__ENTRIES SHOWN__
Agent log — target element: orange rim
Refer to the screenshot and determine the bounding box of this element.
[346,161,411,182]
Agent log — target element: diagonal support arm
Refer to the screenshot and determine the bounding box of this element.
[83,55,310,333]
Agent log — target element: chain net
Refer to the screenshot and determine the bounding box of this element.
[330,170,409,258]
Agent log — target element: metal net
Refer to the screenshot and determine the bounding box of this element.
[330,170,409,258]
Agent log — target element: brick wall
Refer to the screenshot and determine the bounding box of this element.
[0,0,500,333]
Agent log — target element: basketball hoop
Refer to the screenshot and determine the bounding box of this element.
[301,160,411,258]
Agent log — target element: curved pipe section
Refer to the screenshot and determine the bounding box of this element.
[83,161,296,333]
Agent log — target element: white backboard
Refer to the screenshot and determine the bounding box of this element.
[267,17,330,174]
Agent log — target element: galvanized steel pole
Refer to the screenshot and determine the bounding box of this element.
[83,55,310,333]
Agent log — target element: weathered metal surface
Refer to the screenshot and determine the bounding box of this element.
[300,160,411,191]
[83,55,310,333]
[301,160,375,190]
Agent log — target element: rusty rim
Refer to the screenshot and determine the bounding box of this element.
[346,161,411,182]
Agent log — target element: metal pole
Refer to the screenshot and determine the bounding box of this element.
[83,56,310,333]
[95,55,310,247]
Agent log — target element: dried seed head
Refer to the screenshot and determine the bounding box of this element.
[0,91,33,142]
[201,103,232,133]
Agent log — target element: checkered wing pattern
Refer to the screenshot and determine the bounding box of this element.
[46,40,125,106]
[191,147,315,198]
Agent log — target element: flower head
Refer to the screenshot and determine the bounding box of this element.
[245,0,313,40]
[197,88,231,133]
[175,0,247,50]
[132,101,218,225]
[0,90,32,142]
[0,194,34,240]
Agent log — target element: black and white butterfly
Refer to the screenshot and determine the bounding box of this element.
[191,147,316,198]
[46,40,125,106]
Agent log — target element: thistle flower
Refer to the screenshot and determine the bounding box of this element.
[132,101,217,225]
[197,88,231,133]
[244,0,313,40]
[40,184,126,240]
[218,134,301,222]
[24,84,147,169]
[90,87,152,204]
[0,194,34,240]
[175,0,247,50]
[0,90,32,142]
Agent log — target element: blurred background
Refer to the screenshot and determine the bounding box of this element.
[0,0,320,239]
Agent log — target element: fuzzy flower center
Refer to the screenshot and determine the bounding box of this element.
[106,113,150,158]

__TASK INSTRUCTIONS__
Print all the rows above again word for word, changing nothing.

__WRITTEN REPLY__
Agent log — target element: orange rim
Refer to the screenshot and determine the bounding box of this element.
[346,161,411,182]
Agent log — target element: diagonal support arm
Refer to the screenshot and determine the bounding box of this element.
[83,55,310,333]
Agent log — target element: chain net
Refer to the screenshot and determine the bounding box of this element.
[330,170,409,258]
Agent log — target element: metal net
Refer to the screenshot and determine the bounding box of this element.
[330,170,409,258]
Agent log — target element: brick wall
Refer to the screenshot and determine the bounding box of this element.
[0,0,500,333]
Agent log — target element: basketball hoop
Refer to the screenshot and determine the bounding box of this element.
[301,160,411,258]
Agent log — target element: curved pipe section
Refer to the screenshot and determine the bounding box of this element.
[83,161,296,333]
Agent log — target element: white backboard
Refer to the screenshot and determine the bounding box of this element.
[267,17,330,174]
Agent log — target element: galvanized steel pole
Refer to the screenshot and determine the bounding box of this element.
[83,55,310,333]
Agent log — target element: weathered metal surface
Refer to the screenshot and determine the bounding box of this element.
[300,160,411,191]
[83,55,310,333]
[301,160,375,190]
Agent log — target element: rusty rim
Refer to the screenshot and determine the bounding box of this element.
[346,161,411,182]
Agent log — target element: metal pole
Refer to the screenshot and determine the bounding box of this element.
[83,56,310,333]
[95,55,310,247]
Agent log — target element: dried seed head
Refer to the screenshot and determine the bounding box of this element.
[0,91,33,142]
[201,103,232,133]
Agent log — target element: checkered wing pattern
Refer to the screenshot and determine the bounding box of this element.
[46,40,125,106]
[191,147,315,198]
Agent log — target element: flower head
Refer to the screenshot and determine the bounding box of this element.
[245,0,313,40]
[197,88,231,133]
[175,0,247,50]
[132,101,218,225]
[0,90,32,142]
[0,194,34,240]
Agent log — target element: black and white butterfly
Refer to the screenshot and determine the bounding box of this element.
[191,147,316,198]
[46,40,125,106]
Agent log — target element: thistle flower
Refer to the screenshot and determine the bounding box of this element.
[132,101,217,225]
[197,88,231,133]
[244,0,313,40]
[40,184,126,240]
[218,134,301,222]
[24,84,147,169]
[90,87,152,204]
[0,194,34,240]
[175,0,247,50]
[0,90,32,142]
Agent log — target element: blurred background
Refer to the screenshot and determine the bounding box of this element.
[0,0,320,239]
Agent log — target element: fuzzy flower center
Refer to the screenshot and determine the bounding box of this element.
[106,113,150,158]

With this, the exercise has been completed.